* THE TASK
Render every line of the data below as a JSON list of strings, one string per line, leaving out blank lines and the picture.
[START THE INPUT]
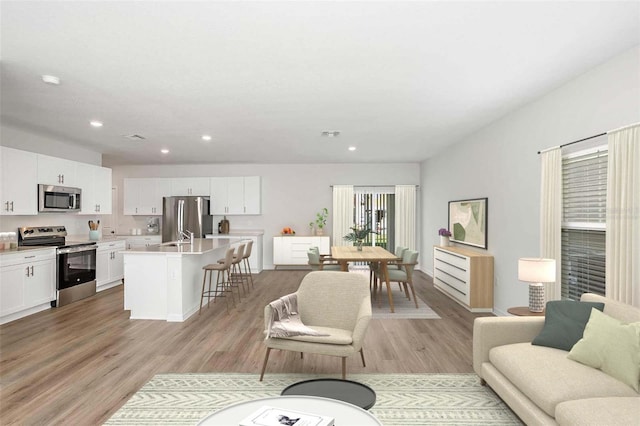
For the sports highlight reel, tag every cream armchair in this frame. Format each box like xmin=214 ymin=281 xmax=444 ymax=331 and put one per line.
xmin=260 ymin=271 xmax=371 ymax=381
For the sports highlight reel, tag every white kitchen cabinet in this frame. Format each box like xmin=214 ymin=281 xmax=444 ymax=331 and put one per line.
xmin=273 ymin=235 xmax=331 ymax=266
xmin=38 ymin=154 xmax=80 ymax=188
xmin=123 ymin=178 xmax=171 ymax=215
xmin=0 ymin=249 xmax=56 ymax=324
xmin=96 ymin=240 xmax=126 ymax=291
xmin=76 ymin=163 xmax=112 ymax=215
xmin=210 ymin=176 xmax=262 ymax=215
xmin=0 ymin=146 xmax=38 ymax=216
xmin=127 ymin=235 xmax=162 ymax=250
xmin=171 ymin=177 xmax=209 ymax=197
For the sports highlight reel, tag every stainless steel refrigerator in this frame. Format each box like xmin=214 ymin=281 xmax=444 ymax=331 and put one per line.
xmin=162 ymin=196 xmax=213 ymax=243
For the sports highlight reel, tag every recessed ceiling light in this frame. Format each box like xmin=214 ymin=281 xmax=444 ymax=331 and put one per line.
xmin=42 ymin=74 xmax=60 ymax=86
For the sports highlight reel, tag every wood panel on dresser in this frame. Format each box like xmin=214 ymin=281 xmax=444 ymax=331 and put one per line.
xmin=433 ymin=246 xmax=493 ymax=312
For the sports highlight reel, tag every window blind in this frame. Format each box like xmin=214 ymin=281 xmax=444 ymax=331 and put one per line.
xmin=561 ymin=229 xmax=606 ymax=300
xmin=562 ymin=151 xmax=608 ymax=229
xmin=561 ymin=148 xmax=608 ymax=300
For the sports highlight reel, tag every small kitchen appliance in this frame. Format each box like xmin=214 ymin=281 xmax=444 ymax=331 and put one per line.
xmin=147 ymin=217 xmax=160 ymax=235
xmin=38 ymin=184 xmax=82 ymax=213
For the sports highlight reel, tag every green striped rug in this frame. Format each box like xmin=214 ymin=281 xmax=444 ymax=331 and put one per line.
xmin=106 ymin=374 xmax=522 ymax=426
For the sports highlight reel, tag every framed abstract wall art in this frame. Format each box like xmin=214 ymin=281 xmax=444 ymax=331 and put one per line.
xmin=449 ymin=198 xmax=489 ymax=249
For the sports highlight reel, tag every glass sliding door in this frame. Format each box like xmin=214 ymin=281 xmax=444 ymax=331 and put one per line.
xmin=353 ymin=187 xmax=395 ymax=252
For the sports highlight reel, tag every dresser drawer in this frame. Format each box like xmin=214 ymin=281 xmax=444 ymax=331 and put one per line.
xmin=434 ymin=248 xmax=469 ymax=271
xmin=433 ymin=271 xmax=469 ymax=303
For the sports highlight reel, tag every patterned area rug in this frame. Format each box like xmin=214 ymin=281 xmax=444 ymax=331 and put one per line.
xmin=371 ymin=283 xmax=440 ymax=319
xmin=105 ymin=374 xmax=522 ymax=426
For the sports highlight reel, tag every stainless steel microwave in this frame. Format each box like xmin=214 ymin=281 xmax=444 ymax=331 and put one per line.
xmin=38 ymin=184 xmax=82 ymax=213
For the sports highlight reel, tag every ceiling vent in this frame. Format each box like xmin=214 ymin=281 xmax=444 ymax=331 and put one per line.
xmin=124 ymin=134 xmax=146 ymax=141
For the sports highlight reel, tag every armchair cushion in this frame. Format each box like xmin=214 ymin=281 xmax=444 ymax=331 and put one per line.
xmin=531 ymin=300 xmax=604 ymax=351
xmin=288 ymin=326 xmax=353 ymax=345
[END THE INPUT]
* WRITTEN RESPONSE
[
  "For the sports highlight reel, tag every cream armchair in this frame. Format each box like xmin=214 ymin=281 xmax=444 ymax=331 and put one per line.",
  "xmin=260 ymin=271 xmax=371 ymax=381",
  "For the sports highlight reel, tag every white kitchen cabinet in this frame. Format each box like xmin=214 ymin=281 xmax=444 ymax=331 and put one per line.",
  "xmin=273 ymin=235 xmax=331 ymax=266",
  "xmin=38 ymin=154 xmax=80 ymax=188",
  "xmin=123 ymin=178 xmax=171 ymax=215",
  "xmin=0 ymin=249 xmax=56 ymax=324",
  "xmin=96 ymin=240 xmax=126 ymax=291",
  "xmin=76 ymin=163 xmax=112 ymax=215",
  "xmin=210 ymin=176 xmax=262 ymax=215",
  "xmin=0 ymin=146 xmax=38 ymax=216",
  "xmin=127 ymin=235 xmax=162 ymax=250",
  "xmin=171 ymin=177 xmax=209 ymax=197",
  "For the sports highlight reel, tag every stainless steel refrigerator in this frame. Format each box like xmin=214 ymin=281 xmax=444 ymax=331 and put one per line.",
  "xmin=162 ymin=196 xmax=213 ymax=243",
  "For the sports highlight reel, tag every recessed ceiling light in this frame. Format each box like xmin=214 ymin=281 xmax=444 ymax=331 and put one per line.",
  "xmin=42 ymin=74 xmax=60 ymax=86",
  "For the sports highlight reel, tag every wood panel on dresser in this frame. Format each box like xmin=214 ymin=281 xmax=444 ymax=331 and put one per line.",
  "xmin=433 ymin=246 xmax=493 ymax=312",
  "For the sports highlight reel, tag every window blind in this frame. Format each box like xmin=214 ymin=281 xmax=444 ymax=331 and put one per line.",
  "xmin=561 ymin=229 xmax=606 ymax=300",
  "xmin=562 ymin=151 xmax=608 ymax=229",
  "xmin=561 ymin=148 xmax=608 ymax=300",
  "For the sports highlight reel, tag every small kitchen appliance in this frame. Format each box like xmin=214 ymin=281 xmax=444 ymax=331 and put one per line.",
  "xmin=147 ymin=217 xmax=160 ymax=235",
  "xmin=38 ymin=184 xmax=82 ymax=213",
  "For the sports highlight reel, tag every green striped rug in this frame. Format each box like xmin=214 ymin=281 xmax=444 ymax=331 and put one per line.",
  "xmin=106 ymin=374 xmax=522 ymax=426",
  "For the sports highlight reel, tag every framed abstract wall art in this frame. Format each box like xmin=214 ymin=281 xmax=444 ymax=331 and put one per line.",
  "xmin=449 ymin=198 xmax=489 ymax=249",
  "For the sports highlight reel, tag every glass sliding door in this frame. Format each box like xmin=214 ymin=281 xmax=444 ymax=331 and put one per line.",
  "xmin=353 ymin=187 xmax=395 ymax=252",
  "For the sports highlight reel, tag every dresser drawer in this frame. Format each box like xmin=214 ymin=281 xmax=444 ymax=331 and put one per line.",
  "xmin=434 ymin=248 xmax=469 ymax=271",
  "xmin=433 ymin=271 xmax=469 ymax=303",
  "For the sports highlight reel, tag every patterned area rug in this frame. Format each box like xmin=214 ymin=281 xmax=444 ymax=331 and put one per line.",
  "xmin=371 ymin=283 xmax=440 ymax=319",
  "xmin=105 ymin=374 xmax=522 ymax=426",
  "For the sports highlight reel, tag every stainless steel microwave in this frame. Format each box like xmin=214 ymin=281 xmax=444 ymax=331 and put one per line.",
  "xmin=38 ymin=184 xmax=82 ymax=213",
  "For the sports highlight reel, tag every ceiling vent in this frame. Format each box like xmin=214 ymin=281 xmax=444 ymax=331 and put one per line.",
  "xmin=124 ymin=134 xmax=146 ymax=141",
  "For the sports highlight reel, tag every armchair cushion in this frame. Format each box like xmin=214 ymin=281 xmax=444 ymax=331 and put one per line.",
  "xmin=531 ymin=300 xmax=604 ymax=351",
  "xmin=288 ymin=326 xmax=353 ymax=345"
]